> EXERCISE GOAL
Using the records below, give again exactly the lines from the line that contains "positive clicks: (1181, 527)" through the line that contains "box: [352, 301, 387, 368]", both ends included, and only those.

> DATA SHOWN

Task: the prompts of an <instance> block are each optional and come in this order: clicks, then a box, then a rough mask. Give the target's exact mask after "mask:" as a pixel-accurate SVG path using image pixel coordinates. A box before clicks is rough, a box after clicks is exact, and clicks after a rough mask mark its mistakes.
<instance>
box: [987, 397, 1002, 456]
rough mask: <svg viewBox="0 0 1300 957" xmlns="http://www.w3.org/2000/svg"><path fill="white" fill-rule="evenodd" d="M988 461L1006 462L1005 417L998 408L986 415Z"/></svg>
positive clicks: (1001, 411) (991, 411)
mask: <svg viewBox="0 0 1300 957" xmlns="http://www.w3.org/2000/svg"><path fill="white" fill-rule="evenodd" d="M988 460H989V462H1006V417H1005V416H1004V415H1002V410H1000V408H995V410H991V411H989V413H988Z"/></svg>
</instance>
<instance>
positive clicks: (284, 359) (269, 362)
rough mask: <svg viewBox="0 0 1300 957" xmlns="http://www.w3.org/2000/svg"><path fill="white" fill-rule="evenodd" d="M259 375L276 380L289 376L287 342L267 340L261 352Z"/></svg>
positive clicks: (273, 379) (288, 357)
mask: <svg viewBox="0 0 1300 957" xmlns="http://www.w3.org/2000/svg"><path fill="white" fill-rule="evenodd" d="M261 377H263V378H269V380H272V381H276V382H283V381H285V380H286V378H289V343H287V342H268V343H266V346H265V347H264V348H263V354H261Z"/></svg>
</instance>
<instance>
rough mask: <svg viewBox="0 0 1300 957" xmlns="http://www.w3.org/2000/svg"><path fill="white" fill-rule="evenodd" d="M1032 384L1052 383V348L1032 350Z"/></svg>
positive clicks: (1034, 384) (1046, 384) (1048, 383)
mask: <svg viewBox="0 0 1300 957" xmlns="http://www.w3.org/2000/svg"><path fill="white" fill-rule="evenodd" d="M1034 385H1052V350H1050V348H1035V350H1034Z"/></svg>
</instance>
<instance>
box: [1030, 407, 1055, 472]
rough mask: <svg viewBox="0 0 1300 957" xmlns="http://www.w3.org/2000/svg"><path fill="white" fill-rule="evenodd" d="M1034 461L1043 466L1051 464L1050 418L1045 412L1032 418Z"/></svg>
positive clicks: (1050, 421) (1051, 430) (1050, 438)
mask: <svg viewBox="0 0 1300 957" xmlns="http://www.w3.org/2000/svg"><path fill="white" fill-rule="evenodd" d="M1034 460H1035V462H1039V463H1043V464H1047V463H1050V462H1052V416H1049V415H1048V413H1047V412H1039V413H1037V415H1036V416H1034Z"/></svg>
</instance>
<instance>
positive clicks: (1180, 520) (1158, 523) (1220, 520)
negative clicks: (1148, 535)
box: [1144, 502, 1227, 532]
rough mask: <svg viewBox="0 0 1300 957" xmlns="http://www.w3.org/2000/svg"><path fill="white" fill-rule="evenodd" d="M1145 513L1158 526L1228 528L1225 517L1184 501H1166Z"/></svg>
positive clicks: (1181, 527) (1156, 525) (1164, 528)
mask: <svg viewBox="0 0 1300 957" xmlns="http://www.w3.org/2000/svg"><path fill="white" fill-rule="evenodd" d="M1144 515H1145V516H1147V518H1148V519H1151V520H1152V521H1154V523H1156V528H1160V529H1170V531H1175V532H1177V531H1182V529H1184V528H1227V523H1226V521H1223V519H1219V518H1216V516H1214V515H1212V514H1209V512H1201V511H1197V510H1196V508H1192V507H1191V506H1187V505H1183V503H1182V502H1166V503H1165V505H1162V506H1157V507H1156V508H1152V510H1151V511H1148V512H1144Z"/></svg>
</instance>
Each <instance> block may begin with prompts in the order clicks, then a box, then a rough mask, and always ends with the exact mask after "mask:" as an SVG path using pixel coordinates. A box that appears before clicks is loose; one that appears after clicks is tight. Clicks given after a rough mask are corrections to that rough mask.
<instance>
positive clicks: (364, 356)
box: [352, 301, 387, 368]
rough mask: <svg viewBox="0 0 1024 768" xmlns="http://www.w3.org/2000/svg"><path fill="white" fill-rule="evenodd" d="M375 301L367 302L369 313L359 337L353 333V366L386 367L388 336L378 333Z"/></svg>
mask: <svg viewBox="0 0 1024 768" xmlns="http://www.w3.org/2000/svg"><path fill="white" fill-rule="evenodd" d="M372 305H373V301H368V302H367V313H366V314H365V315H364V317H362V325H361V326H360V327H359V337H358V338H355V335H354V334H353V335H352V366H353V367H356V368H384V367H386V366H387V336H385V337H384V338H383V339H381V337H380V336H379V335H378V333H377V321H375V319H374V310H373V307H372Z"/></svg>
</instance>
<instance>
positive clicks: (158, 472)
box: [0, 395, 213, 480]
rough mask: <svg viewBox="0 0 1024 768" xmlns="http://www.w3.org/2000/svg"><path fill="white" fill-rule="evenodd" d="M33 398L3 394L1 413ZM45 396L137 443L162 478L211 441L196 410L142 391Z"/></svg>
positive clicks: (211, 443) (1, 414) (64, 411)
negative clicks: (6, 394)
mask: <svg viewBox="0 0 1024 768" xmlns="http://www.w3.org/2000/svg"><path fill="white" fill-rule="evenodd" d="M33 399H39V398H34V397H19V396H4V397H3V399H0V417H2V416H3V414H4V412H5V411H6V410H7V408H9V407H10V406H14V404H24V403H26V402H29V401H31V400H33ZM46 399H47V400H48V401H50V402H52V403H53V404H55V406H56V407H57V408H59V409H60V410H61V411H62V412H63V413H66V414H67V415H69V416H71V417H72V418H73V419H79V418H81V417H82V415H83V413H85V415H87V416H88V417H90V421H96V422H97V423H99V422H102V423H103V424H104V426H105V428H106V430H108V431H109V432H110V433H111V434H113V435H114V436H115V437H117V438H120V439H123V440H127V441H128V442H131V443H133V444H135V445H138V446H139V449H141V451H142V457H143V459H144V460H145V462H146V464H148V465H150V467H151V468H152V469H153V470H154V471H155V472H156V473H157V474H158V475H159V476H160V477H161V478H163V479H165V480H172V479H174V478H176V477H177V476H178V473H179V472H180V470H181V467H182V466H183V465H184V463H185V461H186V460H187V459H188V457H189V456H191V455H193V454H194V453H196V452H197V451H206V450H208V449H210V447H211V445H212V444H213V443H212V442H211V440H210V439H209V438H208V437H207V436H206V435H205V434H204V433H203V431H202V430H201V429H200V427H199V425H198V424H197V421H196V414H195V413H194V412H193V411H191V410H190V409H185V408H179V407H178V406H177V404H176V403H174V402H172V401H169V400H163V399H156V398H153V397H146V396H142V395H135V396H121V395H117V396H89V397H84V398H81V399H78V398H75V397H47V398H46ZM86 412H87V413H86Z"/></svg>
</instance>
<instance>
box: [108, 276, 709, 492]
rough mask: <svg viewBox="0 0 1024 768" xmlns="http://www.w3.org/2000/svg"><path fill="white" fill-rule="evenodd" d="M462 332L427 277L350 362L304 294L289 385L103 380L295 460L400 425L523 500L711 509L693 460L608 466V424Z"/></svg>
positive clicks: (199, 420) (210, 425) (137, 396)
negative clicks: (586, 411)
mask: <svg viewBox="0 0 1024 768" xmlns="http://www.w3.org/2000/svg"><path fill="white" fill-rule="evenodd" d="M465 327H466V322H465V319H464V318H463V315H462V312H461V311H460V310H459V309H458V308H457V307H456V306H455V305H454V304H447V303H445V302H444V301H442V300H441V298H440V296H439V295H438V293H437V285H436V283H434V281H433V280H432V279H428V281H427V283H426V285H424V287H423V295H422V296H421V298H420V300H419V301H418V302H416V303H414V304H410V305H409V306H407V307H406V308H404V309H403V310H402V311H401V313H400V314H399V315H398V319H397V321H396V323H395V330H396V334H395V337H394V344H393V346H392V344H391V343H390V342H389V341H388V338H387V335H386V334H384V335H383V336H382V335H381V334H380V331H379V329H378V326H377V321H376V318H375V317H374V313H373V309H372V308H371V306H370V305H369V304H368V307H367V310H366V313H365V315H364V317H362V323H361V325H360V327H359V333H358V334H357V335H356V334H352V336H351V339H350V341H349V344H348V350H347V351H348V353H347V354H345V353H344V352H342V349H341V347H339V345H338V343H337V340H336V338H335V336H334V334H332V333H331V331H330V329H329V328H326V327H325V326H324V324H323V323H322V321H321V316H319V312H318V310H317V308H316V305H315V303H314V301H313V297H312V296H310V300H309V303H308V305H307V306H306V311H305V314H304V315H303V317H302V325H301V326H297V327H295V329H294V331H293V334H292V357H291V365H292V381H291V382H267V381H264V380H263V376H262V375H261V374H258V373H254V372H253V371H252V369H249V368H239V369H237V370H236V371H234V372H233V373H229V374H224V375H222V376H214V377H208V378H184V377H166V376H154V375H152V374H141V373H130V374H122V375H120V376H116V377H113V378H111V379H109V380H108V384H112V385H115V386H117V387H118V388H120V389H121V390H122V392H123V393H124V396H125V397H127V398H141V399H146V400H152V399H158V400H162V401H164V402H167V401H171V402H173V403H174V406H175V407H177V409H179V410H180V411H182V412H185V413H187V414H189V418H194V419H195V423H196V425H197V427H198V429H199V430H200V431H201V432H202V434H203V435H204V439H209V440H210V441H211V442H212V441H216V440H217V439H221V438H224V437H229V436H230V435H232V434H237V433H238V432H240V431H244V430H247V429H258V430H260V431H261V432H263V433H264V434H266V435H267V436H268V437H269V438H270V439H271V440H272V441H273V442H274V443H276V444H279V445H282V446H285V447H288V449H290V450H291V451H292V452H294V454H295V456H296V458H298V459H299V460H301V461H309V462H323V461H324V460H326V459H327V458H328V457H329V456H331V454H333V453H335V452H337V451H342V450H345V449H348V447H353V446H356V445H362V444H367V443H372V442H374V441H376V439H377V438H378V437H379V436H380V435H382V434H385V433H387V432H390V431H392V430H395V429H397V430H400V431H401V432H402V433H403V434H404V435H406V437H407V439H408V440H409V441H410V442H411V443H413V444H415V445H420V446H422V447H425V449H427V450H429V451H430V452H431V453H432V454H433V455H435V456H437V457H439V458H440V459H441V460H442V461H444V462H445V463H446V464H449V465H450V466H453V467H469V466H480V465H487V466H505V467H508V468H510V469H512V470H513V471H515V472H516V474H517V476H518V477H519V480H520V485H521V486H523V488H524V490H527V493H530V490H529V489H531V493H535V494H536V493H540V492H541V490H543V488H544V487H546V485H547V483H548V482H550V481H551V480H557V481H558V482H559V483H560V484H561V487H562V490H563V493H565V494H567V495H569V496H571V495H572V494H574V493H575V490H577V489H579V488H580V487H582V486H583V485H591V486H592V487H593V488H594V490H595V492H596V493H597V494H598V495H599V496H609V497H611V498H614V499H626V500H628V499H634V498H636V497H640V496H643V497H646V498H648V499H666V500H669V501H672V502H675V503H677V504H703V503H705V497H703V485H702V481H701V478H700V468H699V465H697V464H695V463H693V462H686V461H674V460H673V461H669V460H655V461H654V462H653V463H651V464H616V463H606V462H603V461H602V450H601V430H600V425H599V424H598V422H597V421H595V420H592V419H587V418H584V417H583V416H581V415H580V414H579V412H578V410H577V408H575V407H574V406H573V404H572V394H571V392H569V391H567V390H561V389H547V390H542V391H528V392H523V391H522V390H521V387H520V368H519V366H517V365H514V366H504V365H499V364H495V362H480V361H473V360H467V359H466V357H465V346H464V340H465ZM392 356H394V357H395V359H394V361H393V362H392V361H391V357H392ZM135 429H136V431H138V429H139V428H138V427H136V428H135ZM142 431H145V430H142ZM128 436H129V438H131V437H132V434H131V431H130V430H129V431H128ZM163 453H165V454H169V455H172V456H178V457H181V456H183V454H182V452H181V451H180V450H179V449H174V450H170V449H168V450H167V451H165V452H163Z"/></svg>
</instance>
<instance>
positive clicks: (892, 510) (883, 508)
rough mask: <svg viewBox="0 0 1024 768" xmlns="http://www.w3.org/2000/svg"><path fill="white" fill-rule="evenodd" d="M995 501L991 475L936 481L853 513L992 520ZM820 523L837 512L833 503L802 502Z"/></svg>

> ANSWER BOX
positive clicks: (1181, 527) (1156, 525) (1164, 528)
mask: <svg viewBox="0 0 1300 957" xmlns="http://www.w3.org/2000/svg"><path fill="white" fill-rule="evenodd" d="M1144 515H1145V516H1147V518H1148V519H1151V520H1152V521H1154V523H1156V528H1160V529H1170V531H1175V532H1177V531H1182V529H1184V528H1227V523H1226V521H1223V519H1219V518H1216V516H1214V515H1212V514H1209V512H1201V511H1197V510H1196V508H1192V507H1191V506H1187V505H1183V503H1182V502H1166V503H1165V505H1162V506H1157V507H1156V508H1152V510H1151V511H1148V512H1144Z"/></svg>
</instance>
Each <instance> block may begin with prompts in the order clicks, then a box, then a rough mask, and always ends with the exact mask after "mask:" as an SVG path using pixel coordinates. A box that appears before clicks is loose; one that appears after clicks is tight. Clicks given after a rough mask are corrections to that rough mask.
<instance>
positive clicks: (364, 356)
box: [352, 301, 387, 368]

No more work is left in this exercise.